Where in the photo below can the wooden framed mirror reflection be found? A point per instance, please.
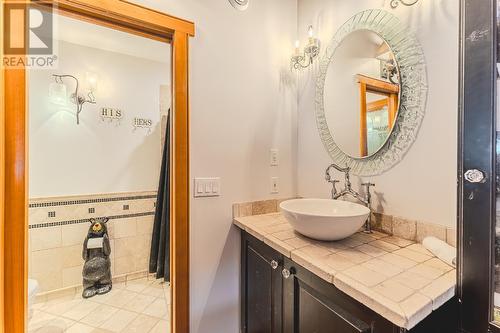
(127, 17)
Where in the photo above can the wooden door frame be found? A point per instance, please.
(131, 18)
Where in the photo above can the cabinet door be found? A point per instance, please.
(312, 305)
(261, 287)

§

Go through the material and set it down again exactly, but without any pictures.

Where in the photo below can the wooden framed mirror reflection be found? A point per instance, please.
(127, 17)
Where in the photo above can the wooden door frame be found? A point per instance, please.
(131, 18)
Where in the photo above can the cabinet door be found? A point per instance, please.
(312, 305)
(261, 287)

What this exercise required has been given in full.